* Given problem: Output every line exactly as written. Leave out pictures.

* Exercise data:
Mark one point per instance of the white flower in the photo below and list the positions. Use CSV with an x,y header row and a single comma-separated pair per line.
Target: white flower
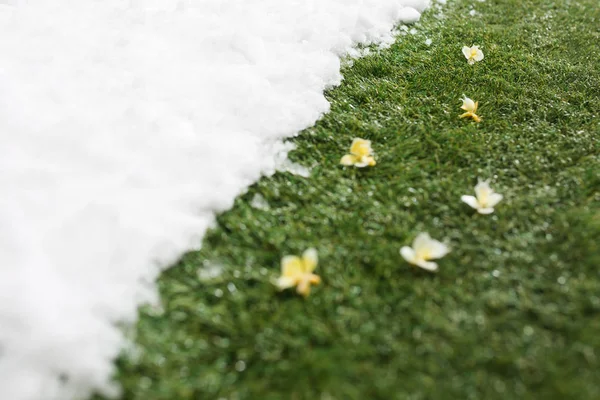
x,y
486,198
472,54
424,249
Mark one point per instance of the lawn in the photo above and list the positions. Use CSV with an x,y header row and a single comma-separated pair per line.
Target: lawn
x,y
514,310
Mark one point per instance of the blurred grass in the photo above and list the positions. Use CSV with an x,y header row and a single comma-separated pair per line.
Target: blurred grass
x,y
513,313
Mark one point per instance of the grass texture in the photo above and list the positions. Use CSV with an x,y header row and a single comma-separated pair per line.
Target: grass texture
x,y
514,311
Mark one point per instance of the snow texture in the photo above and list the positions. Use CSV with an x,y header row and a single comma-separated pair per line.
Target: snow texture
x,y
125,126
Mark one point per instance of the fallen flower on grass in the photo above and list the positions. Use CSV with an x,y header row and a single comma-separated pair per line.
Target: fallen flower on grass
x,y
485,199
298,271
473,54
361,154
470,107
423,250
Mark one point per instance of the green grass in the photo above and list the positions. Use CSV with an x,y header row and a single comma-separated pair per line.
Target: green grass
x,y
514,311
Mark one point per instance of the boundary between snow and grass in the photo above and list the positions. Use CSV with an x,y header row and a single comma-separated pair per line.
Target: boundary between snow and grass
x,y
124,130
513,311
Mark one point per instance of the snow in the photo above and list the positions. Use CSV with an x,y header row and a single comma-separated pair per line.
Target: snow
x,y
125,127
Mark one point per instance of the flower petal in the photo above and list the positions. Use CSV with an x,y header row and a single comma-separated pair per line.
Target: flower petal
x,y
285,283
470,200
408,254
365,161
437,249
467,51
494,199
468,104
310,259
428,265
483,190
303,287
361,147
291,266
421,243
348,160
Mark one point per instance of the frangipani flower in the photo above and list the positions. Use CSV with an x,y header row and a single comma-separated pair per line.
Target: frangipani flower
x,y
470,107
486,198
298,271
424,249
361,154
472,54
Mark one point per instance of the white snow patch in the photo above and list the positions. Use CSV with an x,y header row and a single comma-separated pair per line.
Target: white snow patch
x,y
125,126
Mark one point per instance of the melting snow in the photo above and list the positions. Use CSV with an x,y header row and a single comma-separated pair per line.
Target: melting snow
x,y
125,126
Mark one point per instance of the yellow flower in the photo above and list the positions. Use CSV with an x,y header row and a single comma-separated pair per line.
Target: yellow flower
x,y
361,154
472,54
298,271
470,107
424,249
486,198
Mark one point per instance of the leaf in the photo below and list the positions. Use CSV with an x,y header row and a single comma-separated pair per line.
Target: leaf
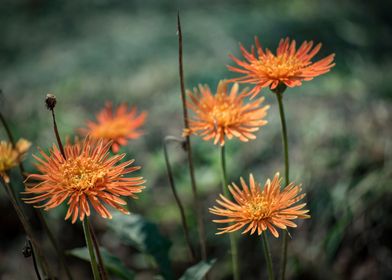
x,y
113,264
198,271
144,236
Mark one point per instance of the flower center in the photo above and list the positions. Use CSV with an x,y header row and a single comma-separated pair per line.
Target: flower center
x,y
8,158
82,173
257,209
224,113
277,67
111,129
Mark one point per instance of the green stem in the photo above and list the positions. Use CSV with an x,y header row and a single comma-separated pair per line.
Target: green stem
x,y
196,199
180,206
233,243
279,96
267,255
101,265
90,246
52,239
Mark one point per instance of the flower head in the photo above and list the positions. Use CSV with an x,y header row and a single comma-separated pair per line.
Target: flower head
x,y
88,176
224,114
288,66
118,126
11,156
261,209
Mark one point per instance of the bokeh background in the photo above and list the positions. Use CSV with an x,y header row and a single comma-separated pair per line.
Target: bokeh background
x,y
89,52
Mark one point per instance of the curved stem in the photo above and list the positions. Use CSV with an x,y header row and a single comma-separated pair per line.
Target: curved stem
x,y
198,209
90,247
233,243
279,96
267,255
177,198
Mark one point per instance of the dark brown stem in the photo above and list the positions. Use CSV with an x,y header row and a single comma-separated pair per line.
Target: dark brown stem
x,y
198,209
34,260
101,264
56,132
7,130
184,223
37,211
28,230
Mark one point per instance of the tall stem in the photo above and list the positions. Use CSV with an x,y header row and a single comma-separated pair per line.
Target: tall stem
x,y
101,264
196,202
45,226
233,243
90,246
279,96
176,196
27,228
267,255
35,262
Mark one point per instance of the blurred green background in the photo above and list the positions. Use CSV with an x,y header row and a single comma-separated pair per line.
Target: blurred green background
x,y
88,52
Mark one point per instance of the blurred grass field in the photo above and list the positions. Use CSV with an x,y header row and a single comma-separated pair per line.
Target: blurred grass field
x,y
339,124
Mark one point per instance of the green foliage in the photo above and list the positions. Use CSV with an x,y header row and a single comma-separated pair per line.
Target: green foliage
x,y
198,271
136,231
112,263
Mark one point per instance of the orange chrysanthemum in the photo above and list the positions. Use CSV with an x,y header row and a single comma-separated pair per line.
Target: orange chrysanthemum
x,y
289,66
88,176
261,209
118,126
11,156
224,114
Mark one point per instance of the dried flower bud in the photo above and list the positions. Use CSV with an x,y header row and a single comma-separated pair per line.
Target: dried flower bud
x,y
27,252
50,101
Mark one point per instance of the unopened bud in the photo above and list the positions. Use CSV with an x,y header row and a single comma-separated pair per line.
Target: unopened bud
x,y
50,101
27,252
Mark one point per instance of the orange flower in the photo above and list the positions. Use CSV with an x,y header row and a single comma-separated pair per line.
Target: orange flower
x,y
88,176
11,156
289,66
117,127
259,209
224,114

* Output below:
Mark one point per instance of the white flower in the photo below and list the positions. Use CSV with an x,y header row and a single comma-separated pair per line.
Target: white flower
x,y
486,198
472,54
424,249
Mark one point per instance of the lawn in the photo above and list the positions. Use CSV with an x,y header row and a single comma-separated pair per line.
Target: lawn
x,y
514,310
Mark one point per instance of the blurred grass in the photo above and list the positions. Use CSV with an x,y header row and a single comma-separated pair per line.
Target: blurred grass
x,y
513,313
Mark one point per instance of the grass texture in the photo above and list the positions. Use CSV with an x,y header row and a single comma-separated pair per line.
Target: grass texture
x,y
514,311
Mark one point per instance of the snow texture in the photo above and list the positions. Use CSV with an x,y header row and a single comma-separated pair per line.
Target: snow texture
x,y
125,126
Mark one point per instance of the fallen flower on grass in the photo above and list the positions. Use CSV with an x,y header row and a single comma-separated pair per line.
Target: fallen flower on grass
x,y
485,199
298,271
473,54
361,154
470,107
423,250
Mark one point per instance of the green grass in the photo above and list the positions. Use CSV with an x,y header row and a single comma-separated pair per line.
Target: green grass
x,y
514,311
Mark one point per instance of the boundary between snow and grass in the photo above and list the positions. Use CSV with an x,y header row and a single comma-separated pair per line.
Target: boundary between snow and grass
x,y
124,130
513,311
Mark one point per instance of the snow in the photo above and list the positions. Use CSV with an x,y header row and a single comma-separated pair per line.
Target: snow
x,y
125,127
Mark one point per instance of the flower petal in the photo above and list the positions. Use CSV with an x,y header row and a single comma-separated pair per line.
Target: flower petal
x,y
285,283
470,200
408,254
365,161
437,249
467,51
494,199
468,104
310,259
428,265
483,190
303,287
361,147
291,266
421,243
348,160
Mark one point per instance of the frangipani flower in the photo above and list the positions. Use CSV with an x,y header row and a single comma-separated pair per line.
Target: frangipani flower
x,y
470,107
486,198
298,271
424,249
361,154
472,54
Mark one point per instance of the white snow patch in the photo above and list the positions. Use CSV with an x,y header row and a single comma-separated pair per line.
Target: white snow patch
x,y
125,126
Mark one point per instance of the melting snow in the photo above and list the positions. Use CSV with an x,y header row and a single comma-separated pair per line.
Target: melting snow
x,y
125,126
Mark one point per instance of the yellow flower in the photo above and list the positions. Use CSV with an x,y header row and a single comma-separated pair per line.
Target: yellow flower
x,y
361,154
472,54
298,271
470,107
424,249
486,198
Mark one point per instance of the leaf in the photo below and list the positions. Use CSV with an x,y header row and a single comma-separated pair per line.
Target: leaf
x,y
113,264
198,271
144,236
Mark one point per instance of the flower center in the photo above and list the positions. Use CSV with an x,y header row and a single comma-separated pair per line.
Target: flower center
x,y
8,158
82,173
257,209
224,113
277,67
111,129
Mark one point per instance of the green stem in the photo above and list the positions. Use CSV with an x,y header row and a single comma-separated pair per line.
Target: green stem
x,y
196,199
180,206
233,243
279,96
267,255
101,265
90,246
52,239
Mark one point per instance of the flower head in the photo above and list the positions. Use CSV with an x,y header row and a single comma-separated pair per line.
Target: flower head
x,y
88,176
224,114
288,66
118,126
11,156
261,209
Mark one point per instance of the bokeh background in the photo above and list the positions. Use CSV with an x,y header row and a single comma-separated pair per line.
Target: bokeh background
x,y
89,52
Mark one point per instance of the curved stem in the photo above and list the positions. Use CSV with an x,y header row and a single comma-separated pair per line.
Target: curved stem
x,y
198,209
90,247
233,243
279,96
267,255
177,198
Mark one point per instance of the dark brown stem in the photo above and list the positions. Use CSV with an x,y header row and a single comma-separated pair per line.
Target: dark brown stem
x,y
198,209
34,260
101,264
56,132
7,130
184,223
37,211
28,230
Mark one point per instance of the tall stem in the photo above and list the positions. Use CSV with an x,y header row and a single comma-separated pair per line.
Target: tall stem
x,y
101,264
196,202
45,226
233,243
90,246
279,96
176,196
27,228
267,255
35,262
Mark one point per instance of the blurred green background in the photo above and list the positions. Use CSV with an x,y header row and a single comma-separated pair per line.
Target: blurred green background
x,y
88,52
Mark one point per instance of the blurred grass field in the photo above and list the positions. Use CSV with an x,y header row and a single comma-separated pair per line.
Target: blurred grass field
x,y
339,124
Mark one point per instance of the green foliage in the photo above and list the positions. Use CSV with an x,y header row and a single comma-separated pair per line.
Target: green foliage
x,y
198,271
136,231
112,263
Mark one point per instance of the orange chrysanthemum in the photo above and list the positions. Use CSV with an x,y header row and a single comma-separated pair per line.
Target: orange chrysanthemum
x,y
289,66
88,176
261,209
118,126
11,156
224,114
Mark one point per instance of the dried flower bud in the photo above and list the positions. Use CSV with an x,y header row and a single comma-separated pair per line.
Target: dried flower bud
x,y
27,252
50,101
Mark one point per instance of the unopened bud in the photo above and list the positions. Use CSV with an x,y header row and a single comma-separated pair per line.
Target: unopened bud
x,y
50,101
27,252
Mark one point per instance of the orange flower in the photo above and list the positions. Use CSV with an x,y header row and a single comma-separated pair per line.
Target: orange flower
x,y
88,176
11,156
289,66
117,127
259,209
224,114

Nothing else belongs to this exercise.